### [ТЕКСТ]
Что скрывается за милотой и удобством животных-компаньонов, созданных, чтобы нравиться хозяевам каждой клеточкой своего существа? Исследовательница Катя Крылова видит здесь ухмылку рыночной логики. Способы, которыми автор книги «Рынок удобных животных» предлагает эту логику преодолеть, пробует на прочность Софья Порфирьева.

Все мы начиная с 24 февраля 2022 года оказались перед лицом наступающего варварства, насилия и лжи. В этой ситуации чрезвычайно важно сохранить хотя бы остатки культуры и поддержать ценности гуманизма — в том числе ради будущего России. Поэтому редакция «Горького» продолжит говорить о книгах, напоминая нашим читателям, что в мире остается место мысли и вымыслу.

Катя Крылова. Рынок удобных животных. М.: Новое литературное обозрение, 2023. Содержание. Фрагмент

Недавно, поддавшись порыву совершить импульсивную покупку, я купила своему коту лежанку-гамак. Стоит ли говорить, что кот воспользовался новой лежанкой всего два раза, и оба раза с моей подачи. Действительно: зачем какой-то гамак, когда есть большая и мягкая кровать. В общем, порадовать моего кота у меня не получилось, зато появился повод написать о книге Кати Крыловой, посвященной тому, как мы стремимся заботиться о наших животных-компаньонах и что с этим стремлением творит поздний капитализм.

Вопрос заботы (и ее отсутствия) служит лейтмотивом исследования того, что Крылова называет «альянсом уязвимых и смертных существ с животными-компаньонами». В нашей культуре предполагается, что хороший хозяин берет на себя ответственность за то, чтобы обеспечить своему компаньону хорошую и счастливую жизнь. В процессе питомцы — чем они милее, тем чаще — оказываются не просто героями вирусных видео и мемов, а расширением нашего «Я», нашим продолжением (вспомните фотографию обнимающихся капибар с подписью «мы или не мы?»). Проблема, однако, в том, что человеческие представления о счастливой жизни могут вовсе не совпадать с реальными потребностями нечеловеческого существа. Так бывает и в людских сообществах: опека может оказаться в лучшем случае ненужной и чрезмерной, а в худшем — нанести непоправимый вред.

На наши представления о том, какой должна быть забота о питомце, влияет экономическая реальность, в которой мы живем. Исследование Крыловой делится на главы, в каждой из которых рассматривается одна роль, которую — под влиянием рынка — хозяева приписывают своим питомцам. Таких ролей шесть: антидепрессант, ребенок, компаньон-шопоголик, работник, медиатор и неототем. Рынок диктует одно важное условие: забота не должна отнимать много времени. Практика «подлинной», рефлексивной заботы — в том смысле, в каком ее понимают, например, Донна Харауэй и Эрика Фадж, — подразумевает процесс наблюдения за животными-компаньонами, изучение их привычек и повадок. В современных условиях времени на это нет.

### [ЗАДАНИЯ]
**A.** Перепишите отрывок рецензии на книгу о животных-компаньонах от «На наши представления» до «на это нет.» включительно, заменив «антидепрессант» на «психотерапевт».
**B.** Продолжите рецензию на книгу о животных-компаньонах, начав сразу после ее последнего предложения.

Записи для определения местоположения
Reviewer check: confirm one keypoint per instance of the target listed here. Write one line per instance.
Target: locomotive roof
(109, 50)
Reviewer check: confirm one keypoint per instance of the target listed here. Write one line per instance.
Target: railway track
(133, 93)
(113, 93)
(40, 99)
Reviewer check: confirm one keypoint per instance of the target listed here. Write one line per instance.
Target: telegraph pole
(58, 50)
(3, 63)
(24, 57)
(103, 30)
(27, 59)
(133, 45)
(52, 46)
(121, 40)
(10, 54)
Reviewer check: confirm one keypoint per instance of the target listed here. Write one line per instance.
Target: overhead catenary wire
* * *
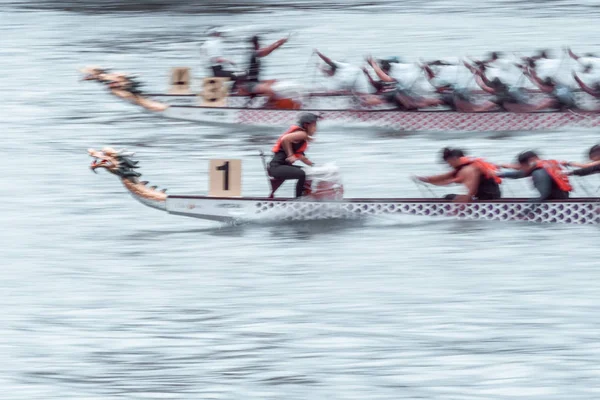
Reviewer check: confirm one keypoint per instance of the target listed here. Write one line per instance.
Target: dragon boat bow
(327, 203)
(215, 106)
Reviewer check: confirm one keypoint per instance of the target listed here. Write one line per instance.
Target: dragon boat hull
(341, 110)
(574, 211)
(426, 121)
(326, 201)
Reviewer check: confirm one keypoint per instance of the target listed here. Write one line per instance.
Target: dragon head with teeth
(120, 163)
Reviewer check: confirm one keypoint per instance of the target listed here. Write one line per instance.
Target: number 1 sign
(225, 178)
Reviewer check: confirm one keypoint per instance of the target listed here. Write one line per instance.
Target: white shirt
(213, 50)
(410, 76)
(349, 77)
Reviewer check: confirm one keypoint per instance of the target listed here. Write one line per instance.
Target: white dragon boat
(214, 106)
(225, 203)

### [ОТВЕТЫ К ЗАДАНИЯМ]
**A.**
На наши представления о том, какой должна быть забота о питомце, влияет экономическая реальность, в которой мы живем. Исследование Крыловой делится на главы, в каждой из которых рассматривается одна роль, которую — под влиянием рынка — хозяева приписывают своим питомцам. Таких ролей шесть: психотерапевт, ребенок, компаньон-шопоголик, работник, медиатор и неототем. Рынок диктует одно важное условие: забота не должна отнимать много времени. Практика «подлинной», рефлексивной заботы — в том смысле, в каком ее понимают, например, Донна Харауэй и Эрика Фадж, — подразумевает процесс наблюдения за животными-компаньонами, изучение их привычек и повадок. В современных условиях времени на это нет.

**B.**
Крылова говорит о том, что питомец должен стать буквально «подручным», мобильным и беспроблемным, а в пределе даже «встраиваться» в систему умного дома. Носители слабых ИИ и удобные питомцы сосуществуют в одном пространстве, становятся героями мемов (кошки и миниатюрные собаки, разъезжающие на роботах-пылесосах), но порой их союзы оказываются очень даже «неудобным» — вспоминается история робота-пылесоса и собачки Иви, где нашлось место настоящей фекальной трагедии; она ничуть не единична. Непосредственно животным адресован богатейший ассортимент умной техники: тут автоматические кормушки и фонтанчики, игрушки-дразнилки и даже лежанки с Wi-Fi (что? да!). Но стоит присмотреться, говорит исследовательница, чтобы увидеть истинного адресата этой продукции — увлеченных антропоцентричными фантазиями хозяев, а также хозяев, которые видят в своих питомцах таких же ярых поклонников технологий, желающих оптимизировать свою жизнь, как они сами. Животные потребности могут уходить на задний план, но очередной автомассажер для любимца успокоит встревоженное сердце человека. Даже если предположить, что хозяева совершенно искренни в своей заботе, наполняя корзину в разделе «Товары для животных», это все равно не та забота, которую требуют практиковать та же Харауэй и другие теоретики постгуманизма. Для них забота заключается в постоянной рефлексии над мотивами наших действий: как наш выбор может повлиять на жизнь других животных (в том числе свободных, неприрученных)? Какой экослед оставят наши покупки? Наконец, на кого ориентировано желание купить товар — на себя или на животное-компаньона?

Мы или не мы?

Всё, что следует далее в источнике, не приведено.